§ **Source passage**
To compare the application of 4 different definitions of chronic conditions and disabilities in children using a large national database.


The study used data on children 0-17 years of age from the 1994 and 1995 National Health Interview Survey (NHIS) Core Interview and Disability Supplement. We selected items to create algorithms that operationalized 4 extant definitions and compared the proportions of children identified by each. For each definition we conducted bivariate and logistic regression analyses of age and sociodemographic and health-related characteristics potentially related to presence of disability. We then compared the results across definitions to determine if they were equally likely to identify children across a full range of sociodemographic variables, ages, and health-related characteristics. We also examined the level of agreement among definitions and determined the degree to which they identified the same or different children.

§ **What is needed**
In the study summary, rewrite the stretch from "The study used" through "or different children.", swapping "definitions" for "criteria".

§ **Data excerpts**
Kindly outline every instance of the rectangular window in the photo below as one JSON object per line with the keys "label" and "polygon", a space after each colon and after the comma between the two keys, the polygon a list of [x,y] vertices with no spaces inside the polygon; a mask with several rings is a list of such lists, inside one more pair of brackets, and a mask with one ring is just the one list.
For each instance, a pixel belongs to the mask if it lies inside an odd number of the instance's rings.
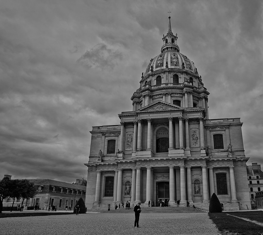
{"label": "rectangular window", "polygon": [[214,141],[214,149],[222,149],[224,148],[223,135],[222,134],[216,134],[213,135]]}
{"label": "rectangular window", "polygon": [[104,197],[113,196],[114,185],[114,177],[113,176],[107,176],[105,177],[105,185],[104,191]]}
{"label": "rectangular window", "polygon": [[115,153],[115,145],[116,141],[115,140],[110,140],[108,141],[108,146],[107,146],[107,154]]}
{"label": "rectangular window", "polygon": [[27,198],[25,201],[25,206],[28,207],[29,205],[29,202],[30,201],[30,198]]}
{"label": "rectangular window", "polygon": [[227,195],[228,192],[226,174],[218,173],[216,174],[216,175],[217,195]]}

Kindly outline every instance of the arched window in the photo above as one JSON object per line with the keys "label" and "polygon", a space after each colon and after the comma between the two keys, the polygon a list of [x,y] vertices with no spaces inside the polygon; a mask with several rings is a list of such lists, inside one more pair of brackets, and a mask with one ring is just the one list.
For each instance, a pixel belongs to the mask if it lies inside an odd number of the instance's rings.
{"label": "arched window", "polygon": [[181,101],[177,100],[176,100],[173,101],[173,104],[175,104],[177,106],[181,106]]}
{"label": "arched window", "polygon": [[227,194],[226,174],[226,173],[218,173],[216,175],[217,195],[224,195]]}
{"label": "arched window", "polygon": [[156,84],[160,85],[162,84],[162,77],[160,76],[158,76],[156,78]]}
{"label": "arched window", "polygon": [[113,186],[114,177],[107,176],[105,177],[105,184],[104,190],[104,197],[113,196]]}
{"label": "arched window", "polygon": [[173,76],[173,83],[179,83],[179,77],[177,74],[174,74]]}
{"label": "arched window", "polygon": [[110,140],[108,141],[107,146],[107,154],[115,153],[115,145],[116,141],[115,140]]}
{"label": "arched window", "polygon": [[223,135],[222,134],[216,134],[213,135],[214,141],[214,149],[222,149],[224,148]]}

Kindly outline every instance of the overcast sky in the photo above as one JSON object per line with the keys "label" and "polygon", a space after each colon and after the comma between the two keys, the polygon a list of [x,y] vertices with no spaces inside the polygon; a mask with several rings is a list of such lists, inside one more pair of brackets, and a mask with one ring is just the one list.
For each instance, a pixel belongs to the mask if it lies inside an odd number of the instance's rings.
{"label": "overcast sky", "polygon": [[132,110],[169,9],[210,93],[209,118],[240,117],[248,163],[263,167],[262,2],[1,1],[0,178],[86,178],[89,131]]}

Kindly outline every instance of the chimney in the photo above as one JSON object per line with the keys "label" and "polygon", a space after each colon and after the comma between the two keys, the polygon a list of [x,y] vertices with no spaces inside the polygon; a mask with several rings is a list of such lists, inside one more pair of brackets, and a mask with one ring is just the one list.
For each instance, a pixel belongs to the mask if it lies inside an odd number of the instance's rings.
{"label": "chimney", "polygon": [[8,177],[9,178],[9,180],[11,180],[11,177],[12,177],[12,175],[4,175],[4,177]]}

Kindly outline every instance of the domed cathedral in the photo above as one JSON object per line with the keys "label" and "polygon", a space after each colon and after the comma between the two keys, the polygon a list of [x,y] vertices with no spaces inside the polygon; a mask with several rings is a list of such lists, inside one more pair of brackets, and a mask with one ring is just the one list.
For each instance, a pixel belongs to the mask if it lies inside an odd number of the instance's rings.
{"label": "domed cathedral", "polygon": [[120,124],[93,127],[86,203],[207,209],[214,193],[225,210],[250,205],[239,118],[209,119],[209,93],[168,31]]}

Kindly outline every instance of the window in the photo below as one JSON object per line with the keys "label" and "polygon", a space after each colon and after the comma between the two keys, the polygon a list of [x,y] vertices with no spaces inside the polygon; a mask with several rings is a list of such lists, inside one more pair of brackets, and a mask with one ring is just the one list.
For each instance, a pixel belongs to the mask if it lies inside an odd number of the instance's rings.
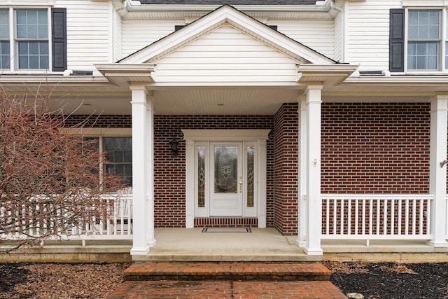
{"label": "window", "polygon": [[104,165],[104,172],[117,174],[124,185],[132,186],[132,138],[103,137],[102,144],[108,161]]}
{"label": "window", "polygon": [[66,10],[49,11],[0,9],[0,69],[66,69]]}
{"label": "window", "polygon": [[438,11],[410,11],[407,69],[440,69],[440,15]]}
{"label": "window", "polygon": [[48,69],[48,12],[15,11],[18,68]]}
{"label": "window", "polygon": [[448,71],[445,11],[391,9],[389,34],[391,72]]}

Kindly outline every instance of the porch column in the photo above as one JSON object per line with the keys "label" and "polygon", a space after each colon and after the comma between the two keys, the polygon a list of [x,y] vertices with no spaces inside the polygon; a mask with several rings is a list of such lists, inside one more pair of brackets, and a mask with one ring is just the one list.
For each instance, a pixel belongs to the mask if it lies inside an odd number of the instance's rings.
{"label": "porch column", "polygon": [[[430,209],[430,232],[428,242],[434,247],[447,247],[447,125],[448,96],[431,99],[429,192],[434,196]],[[442,163],[442,164],[441,164]]]}
{"label": "porch column", "polygon": [[322,202],[321,202],[321,105],[322,85],[307,89],[307,224],[305,253],[323,254],[321,248]]}
{"label": "porch column", "polygon": [[[152,102],[147,99],[145,86],[132,86],[132,248],[133,256],[146,255],[149,248],[155,244],[153,239],[153,223],[148,218],[150,207],[148,202],[148,172],[151,165],[151,155],[148,154],[152,141],[148,139],[152,137],[152,125],[148,123],[148,115],[150,115],[152,124]],[[149,105],[147,104],[149,102]],[[149,106],[150,112],[148,111]],[[151,233],[152,230],[152,233]],[[150,239],[150,236],[153,236]]]}
{"label": "porch column", "polygon": [[299,113],[299,207],[298,231],[296,244],[299,247],[307,245],[307,99],[298,97],[300,108]]}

§ **Reply to the task**
The study used data on children 0-17 years of age from the 1994 and 1995 National Health Interview Survey (NHIS) Core Interview and Disability Supplement. We selected items to create algorithms that operationalized 4 extant criteria and compared the proportions of children identified by each. For each definition we conducted bivariate and logistic regression analyses of age and sociodemographic and health-related characteristics potentially related to presence of disability. We then compared the results across criteria to determine if they were equally likely to identify children across a full range of sociodemographic variables, ages, and health-related characteristics. We also examined the level of agreement among criteria and determined the degree to which they identified the same or different children.